Entries taken from a collection:
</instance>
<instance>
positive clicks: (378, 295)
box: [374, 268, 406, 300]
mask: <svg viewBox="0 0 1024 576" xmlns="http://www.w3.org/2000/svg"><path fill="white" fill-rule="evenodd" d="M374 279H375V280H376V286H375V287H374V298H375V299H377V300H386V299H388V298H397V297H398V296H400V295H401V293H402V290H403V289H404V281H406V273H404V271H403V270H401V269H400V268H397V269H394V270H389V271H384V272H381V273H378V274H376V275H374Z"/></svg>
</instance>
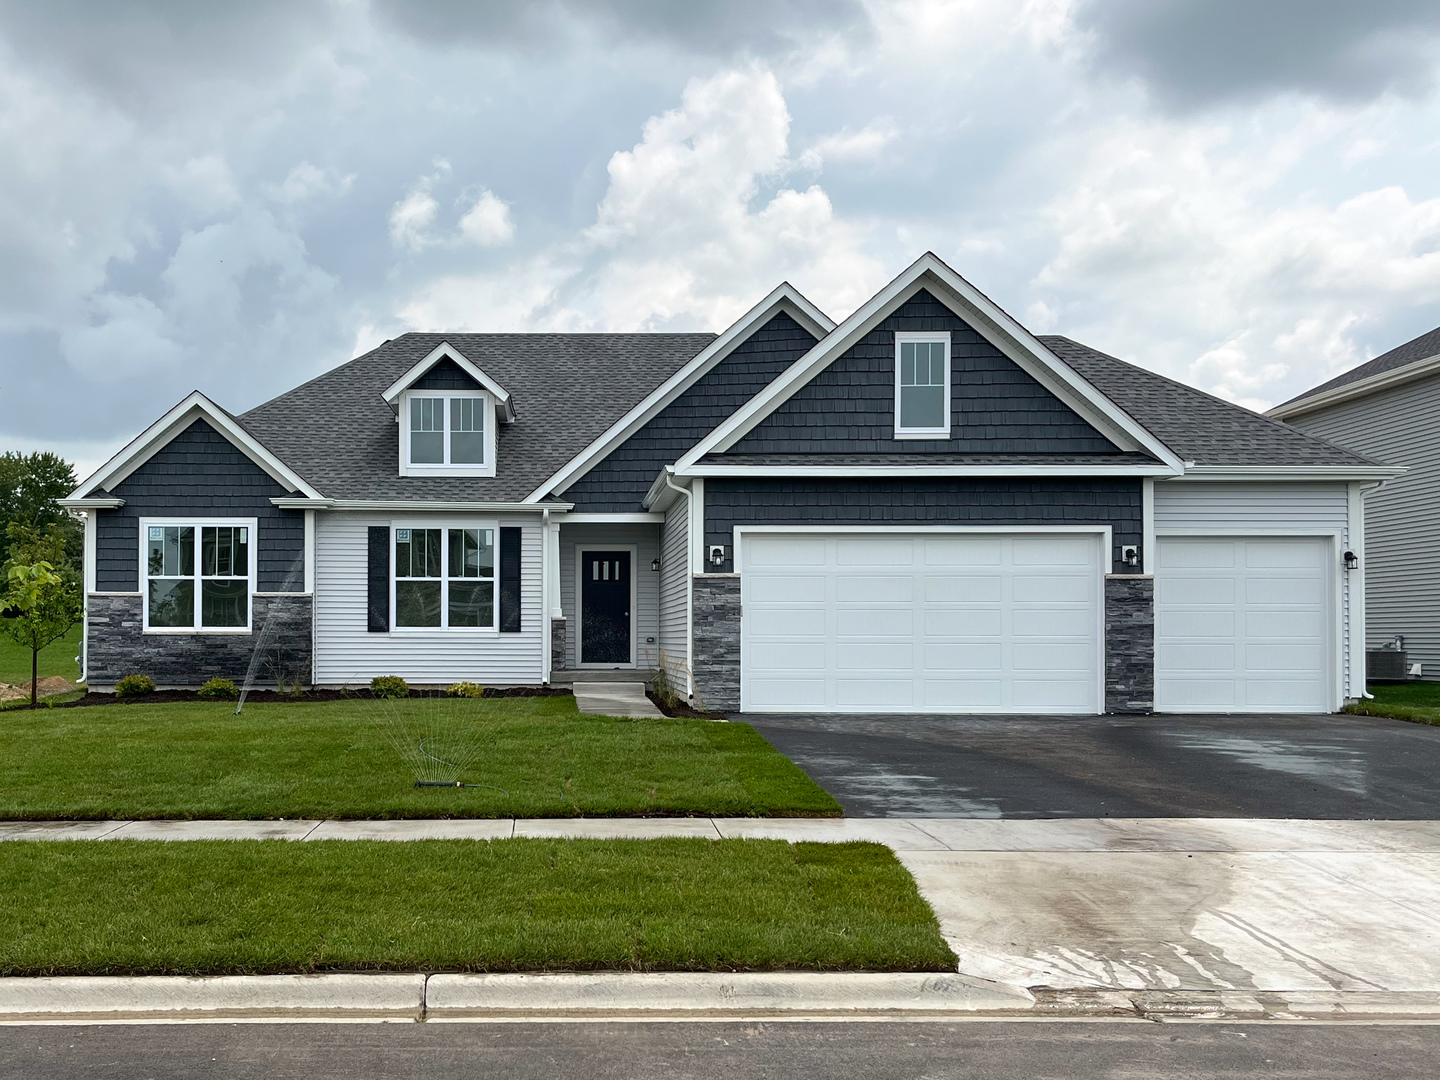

• WHAT YOU WILL DO:
Put every line of the records into a JSON list of strings, one string per line, skipping blank lines. Leave the pictures out.

• ANSWER FOR THE TASK:
[
  "</instance>",
  "<instance>",
  "positive clicks: (378, 295)",
  "box: [374, 268, 406, 300]",
  "mask: <svg viewBox=\"0 0 1024 576\" xmlns=\"http://www.w3.org/2000/svg\"><path fill=\"white\" fill-rule=\"evenodd\" d=\"M374 279H375V280H376V286H375V287H374V298H375V299H377V300H386V299H388V298H397V297H398V296H400V295H401V293H402V290H403V289H404V281H406V273H404V271H403V270H401V269H400V268H397V269H394V270H389V271H384V272H381V273H378V274H376V275H374Z\"/></svg>",
  "</instance>"
]